* **Direction**:
Can you quote, word for word, the part of the items that opens with the line containing "Please examine the picture and locate every circular" and closes with the line containing "xmin=192 ymin=1 xmax=202 ymax=17", including both of those lines?
━━━━━ Entries
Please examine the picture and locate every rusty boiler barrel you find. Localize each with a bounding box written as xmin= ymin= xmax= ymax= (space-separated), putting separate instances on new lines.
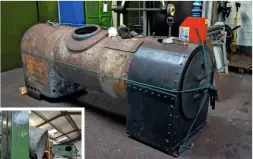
xmin=21 ymin=24 xmax=213 ymax=154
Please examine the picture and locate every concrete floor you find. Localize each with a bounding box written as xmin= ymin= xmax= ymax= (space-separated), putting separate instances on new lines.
xmin=1 ymin=69 xmax=252 ymax=159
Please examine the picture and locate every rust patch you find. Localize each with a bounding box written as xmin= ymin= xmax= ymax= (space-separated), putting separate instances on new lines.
xmin=22 ymin=53 xmax=48 ymax=84
xmin=99 ymin=48 xmax=133 ymax=99
xmin=105 ymin=36 xmax=143 ymax=53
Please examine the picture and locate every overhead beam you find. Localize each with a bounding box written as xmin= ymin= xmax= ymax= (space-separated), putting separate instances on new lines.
xmin=32 ymin=111 xmax=70 ymax=139
xmin=61 ymin=137 xmax=82 ymax=144
xmin=52 ymin=129 xmax=81 ymax=140
xmin=36 ymin=111 xmax=82 ymax=128
xmin=61 ymin=111 xmax=82 ymax=138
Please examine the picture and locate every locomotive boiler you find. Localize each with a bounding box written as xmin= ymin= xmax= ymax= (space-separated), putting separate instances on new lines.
xmin=21 ymin=21 xmax=216 ymax=157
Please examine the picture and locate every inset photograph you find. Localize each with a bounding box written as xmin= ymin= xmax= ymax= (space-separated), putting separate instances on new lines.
xmin=0 ymin=108 xmax=84 ymax=159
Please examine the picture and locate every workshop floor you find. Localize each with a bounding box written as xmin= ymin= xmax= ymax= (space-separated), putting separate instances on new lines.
xmin=1 ymin=69 xmax=252 ymax=159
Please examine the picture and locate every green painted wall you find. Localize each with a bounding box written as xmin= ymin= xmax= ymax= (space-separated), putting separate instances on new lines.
xmin=38 ymin=1 xmax=58 ymax=23
xmin=1 ymin=1 xmax=38 ymax=72
xmin=1 ymin=1 xmax=58 ymax=72
xmin=84 ymin=1 xmax=112 ymax=27
xmin=0 ymin=111 xmax=29 ymax=159
xmin=11 ymin=111 xmax=30 ymax=159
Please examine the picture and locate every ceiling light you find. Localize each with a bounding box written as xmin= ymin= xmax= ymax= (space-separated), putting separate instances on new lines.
xmin=57 ymin=136 xmax=68 ymax=142
xmin=48 ymin=129 xmax=58 ymax=135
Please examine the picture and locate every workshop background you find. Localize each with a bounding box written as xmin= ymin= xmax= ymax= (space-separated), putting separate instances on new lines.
xmin=1 ymin=1 xmax=252 ymax=72
xmin=1 ymin=1 xmax=252 ymax=159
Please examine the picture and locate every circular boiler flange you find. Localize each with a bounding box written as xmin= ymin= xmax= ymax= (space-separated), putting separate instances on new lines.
xmin=72 ymin=25 xmax=101 ymax=40
xmin=63 ymin=25 xmax=108 ymax=53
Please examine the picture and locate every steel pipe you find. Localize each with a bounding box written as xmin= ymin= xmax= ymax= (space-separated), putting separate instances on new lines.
xmin=29 ymin=127 xmax=48 ymax=159
xmin=207 ymin=25 xmax=223 ymax=32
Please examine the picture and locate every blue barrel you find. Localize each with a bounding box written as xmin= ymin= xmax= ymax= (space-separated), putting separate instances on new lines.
xmin=58 ymin=1 xmax=85 ymax=27
xmin=192 ymin=1 xmax=202 ymax=17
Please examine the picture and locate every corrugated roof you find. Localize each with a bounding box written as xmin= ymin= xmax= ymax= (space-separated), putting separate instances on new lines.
xmin=29 ymin=111 xmax=82 ymax=143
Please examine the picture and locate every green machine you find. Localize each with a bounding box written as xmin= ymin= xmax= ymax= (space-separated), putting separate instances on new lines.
xmin=0 ymin=111 xmax=29 ymax=159
xmin=53 ymin=144 xmax=78 ymax=159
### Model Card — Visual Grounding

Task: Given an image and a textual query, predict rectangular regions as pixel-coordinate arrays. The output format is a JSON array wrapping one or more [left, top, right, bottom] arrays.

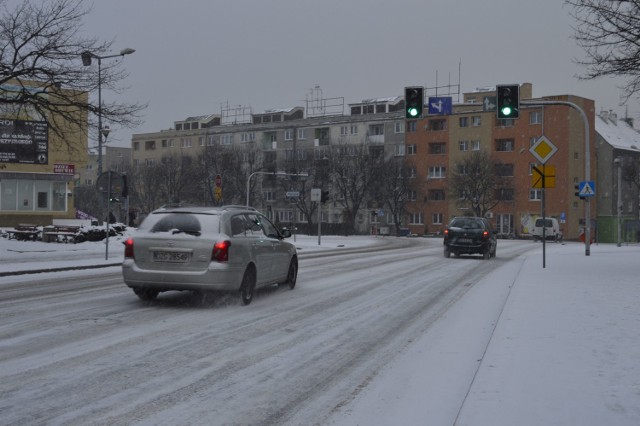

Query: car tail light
[[211, 240, 231, 262], [124, 238, 135, 259]]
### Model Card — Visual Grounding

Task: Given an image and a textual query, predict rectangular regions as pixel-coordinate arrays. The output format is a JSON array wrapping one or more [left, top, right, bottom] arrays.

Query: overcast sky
[[74, 0, 640, 146]]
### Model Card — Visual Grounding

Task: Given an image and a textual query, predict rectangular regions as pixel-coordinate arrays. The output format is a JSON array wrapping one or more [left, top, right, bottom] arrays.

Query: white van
[[532, 217, 562, 241]]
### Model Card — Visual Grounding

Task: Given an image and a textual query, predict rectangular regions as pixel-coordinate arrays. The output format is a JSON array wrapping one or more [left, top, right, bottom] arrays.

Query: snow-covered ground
[[0, 236, 640, 426]]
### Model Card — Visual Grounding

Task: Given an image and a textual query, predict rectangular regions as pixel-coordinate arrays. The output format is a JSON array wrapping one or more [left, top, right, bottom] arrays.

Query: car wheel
[[133, 288, 159, 302], [286, 257, 298, 290], [240, 266, 256, 306]]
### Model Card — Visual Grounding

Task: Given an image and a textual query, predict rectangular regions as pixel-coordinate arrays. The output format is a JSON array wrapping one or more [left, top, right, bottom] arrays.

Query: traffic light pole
[[520, 101, 591, 256]]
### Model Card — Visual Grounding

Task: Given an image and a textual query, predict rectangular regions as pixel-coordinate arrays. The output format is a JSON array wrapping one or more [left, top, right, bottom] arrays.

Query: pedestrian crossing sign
[[578, 180, 596, 197]]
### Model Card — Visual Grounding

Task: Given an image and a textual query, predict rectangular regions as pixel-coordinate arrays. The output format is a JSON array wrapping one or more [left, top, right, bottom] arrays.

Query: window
[[428, 120, 447, 132], [458, 140, 480, 151], [429, 142, 446, 154], [284, 129, 293, 141], [262, 191, 276, 201], [409, 213, 424, 225], [529, 111, 542, 124], [529, 189, 542, 201], [220, 135, 233, 145], [496, 188, 514, 201], [370, 124, 384, 136], [429, 166, 447, 179], [496, 139, 514, 152], [495, 163, 513, 177], [428, 189, 445, 201]]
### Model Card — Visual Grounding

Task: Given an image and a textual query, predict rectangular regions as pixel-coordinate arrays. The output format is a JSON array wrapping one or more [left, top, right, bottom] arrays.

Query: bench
[[42, 225, 80, 243], [7, 225, 40, 241]]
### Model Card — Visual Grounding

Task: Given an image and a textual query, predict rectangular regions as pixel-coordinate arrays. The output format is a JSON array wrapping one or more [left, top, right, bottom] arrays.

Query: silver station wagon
[[122, 206, 298, 305]]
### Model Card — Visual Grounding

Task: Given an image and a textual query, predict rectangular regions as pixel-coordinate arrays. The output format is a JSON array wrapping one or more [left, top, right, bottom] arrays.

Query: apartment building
[[406, 83, 596, 239], [131, 97, 405, 232], [0, 82, 88, 227]]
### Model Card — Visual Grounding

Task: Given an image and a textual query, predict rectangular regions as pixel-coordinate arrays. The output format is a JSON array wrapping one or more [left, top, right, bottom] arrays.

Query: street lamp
[[80, 47, 135, 176], [247, 172, 309, 207], [613, 157, 622, 247]]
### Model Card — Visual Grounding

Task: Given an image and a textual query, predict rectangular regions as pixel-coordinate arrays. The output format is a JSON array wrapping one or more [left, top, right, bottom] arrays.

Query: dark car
[[444, 217, 498, 259]]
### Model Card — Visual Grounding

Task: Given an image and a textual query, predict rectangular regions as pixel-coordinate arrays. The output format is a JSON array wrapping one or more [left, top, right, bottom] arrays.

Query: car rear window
[[450, 219, 484, 229], [140, 212, 219, 235]]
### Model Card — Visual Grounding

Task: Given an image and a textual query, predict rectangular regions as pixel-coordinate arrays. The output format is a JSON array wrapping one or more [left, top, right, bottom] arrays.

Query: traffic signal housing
[[496, 84, 520, 119], [404, 86, 424, 119]]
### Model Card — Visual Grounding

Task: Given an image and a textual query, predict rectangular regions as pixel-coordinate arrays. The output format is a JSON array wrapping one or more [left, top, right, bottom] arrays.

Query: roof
[[595, 112, 640, 153]]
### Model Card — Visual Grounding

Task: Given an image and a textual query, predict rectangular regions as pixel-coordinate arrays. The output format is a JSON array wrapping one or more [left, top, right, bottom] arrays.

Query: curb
[[0, 262, 122, 277]]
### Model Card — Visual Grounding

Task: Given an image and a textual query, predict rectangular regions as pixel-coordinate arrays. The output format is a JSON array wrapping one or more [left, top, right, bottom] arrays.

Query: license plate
[[153, 251, 191, 263]]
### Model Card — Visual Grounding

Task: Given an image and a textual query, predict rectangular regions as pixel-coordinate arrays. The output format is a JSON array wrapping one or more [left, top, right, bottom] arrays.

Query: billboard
[[0, 119, 49, 164]]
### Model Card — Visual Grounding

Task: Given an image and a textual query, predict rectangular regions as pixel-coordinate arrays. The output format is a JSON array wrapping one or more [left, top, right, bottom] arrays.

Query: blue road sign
[[578, 180, 596, 197]]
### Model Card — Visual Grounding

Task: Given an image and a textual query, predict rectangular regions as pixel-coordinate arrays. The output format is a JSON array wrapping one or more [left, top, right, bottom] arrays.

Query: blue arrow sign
[[578, 180, 596, 197]]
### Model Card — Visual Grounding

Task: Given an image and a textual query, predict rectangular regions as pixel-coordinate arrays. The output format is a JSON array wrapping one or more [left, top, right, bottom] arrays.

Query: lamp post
[[613, 157, 622, 247], [247, 172, 309, 207], [80, 47, 135, 176]]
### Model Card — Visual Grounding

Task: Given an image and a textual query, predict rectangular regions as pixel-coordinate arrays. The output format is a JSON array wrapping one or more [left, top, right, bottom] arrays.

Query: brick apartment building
[[406, 83, 596, 239]]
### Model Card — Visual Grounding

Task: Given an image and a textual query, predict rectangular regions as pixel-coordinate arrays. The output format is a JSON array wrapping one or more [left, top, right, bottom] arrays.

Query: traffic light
[[404, 86, 424, 119], [496, 84, 520, 118]]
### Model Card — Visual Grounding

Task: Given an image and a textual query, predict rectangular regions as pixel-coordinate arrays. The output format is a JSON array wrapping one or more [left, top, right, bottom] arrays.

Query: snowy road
[[0, 239, 532, 425]]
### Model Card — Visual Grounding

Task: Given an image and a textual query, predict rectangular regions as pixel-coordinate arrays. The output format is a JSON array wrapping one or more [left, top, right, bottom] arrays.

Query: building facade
[[406, 83, 596, 239], [0, 82, 88, 227], [132, 83, 597, 239], [595, 111, 640, 243]]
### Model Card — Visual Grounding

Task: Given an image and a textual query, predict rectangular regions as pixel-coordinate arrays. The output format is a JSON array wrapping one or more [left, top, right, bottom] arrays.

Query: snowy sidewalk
[[330, 243, 640, 426]]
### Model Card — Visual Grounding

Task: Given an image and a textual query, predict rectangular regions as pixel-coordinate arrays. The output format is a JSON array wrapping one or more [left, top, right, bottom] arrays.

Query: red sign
[[53, 164, 76, 175]]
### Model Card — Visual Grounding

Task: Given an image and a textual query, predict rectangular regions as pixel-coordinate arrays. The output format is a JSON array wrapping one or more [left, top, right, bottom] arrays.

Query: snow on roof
[[595, 112, 640, 152]]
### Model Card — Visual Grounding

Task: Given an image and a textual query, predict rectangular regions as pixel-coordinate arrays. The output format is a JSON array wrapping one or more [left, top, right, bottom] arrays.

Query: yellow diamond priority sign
[[529, 136, 558, 164]]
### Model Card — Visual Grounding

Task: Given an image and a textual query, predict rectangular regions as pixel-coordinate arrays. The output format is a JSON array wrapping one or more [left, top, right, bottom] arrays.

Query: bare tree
[[451, 151, 511, 216], [0, 0, 145, 137], [565, 0, 640, 101], [329, 143, 384, 233]]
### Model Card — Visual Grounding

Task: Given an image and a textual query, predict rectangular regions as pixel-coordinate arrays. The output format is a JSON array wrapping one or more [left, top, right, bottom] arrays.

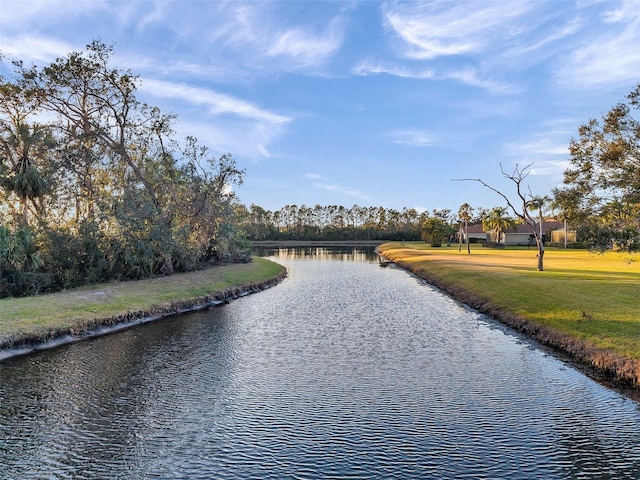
━━━━━━━━━━
* **Worked answer**:
Please examine the picture and locate every circular boiler flange you find. Localize each with a bounding box written as xmin= ymin= xmax= ymax= (space-separated), putting separate instances on new lines.
xmin=72 ymin=25 xmax=101 ymax=40
xmin=63 ymin=25 xmax=108 ymax=53
Please examine the picture and locate every steel pipe you find. Localize each with a bounding box written as xmin= ymin= xmax= ymax= (space-separated), putting separate instances on new lines.
xmin=29 ymin=127 xmax=48 ymax=159
xmin=207 ymin=25 xmax=223 ymax=32
Please examine the picture and locate every blue barrel you find. Localize each with a bounding box written as xmin= ymin= xmax= ymax= (space-separated), putting separate instances on new lines.
xmin=58 ymin=1 xmax=85 ymax=27
xmin=192 ymin=1 xmax=202 ymax=17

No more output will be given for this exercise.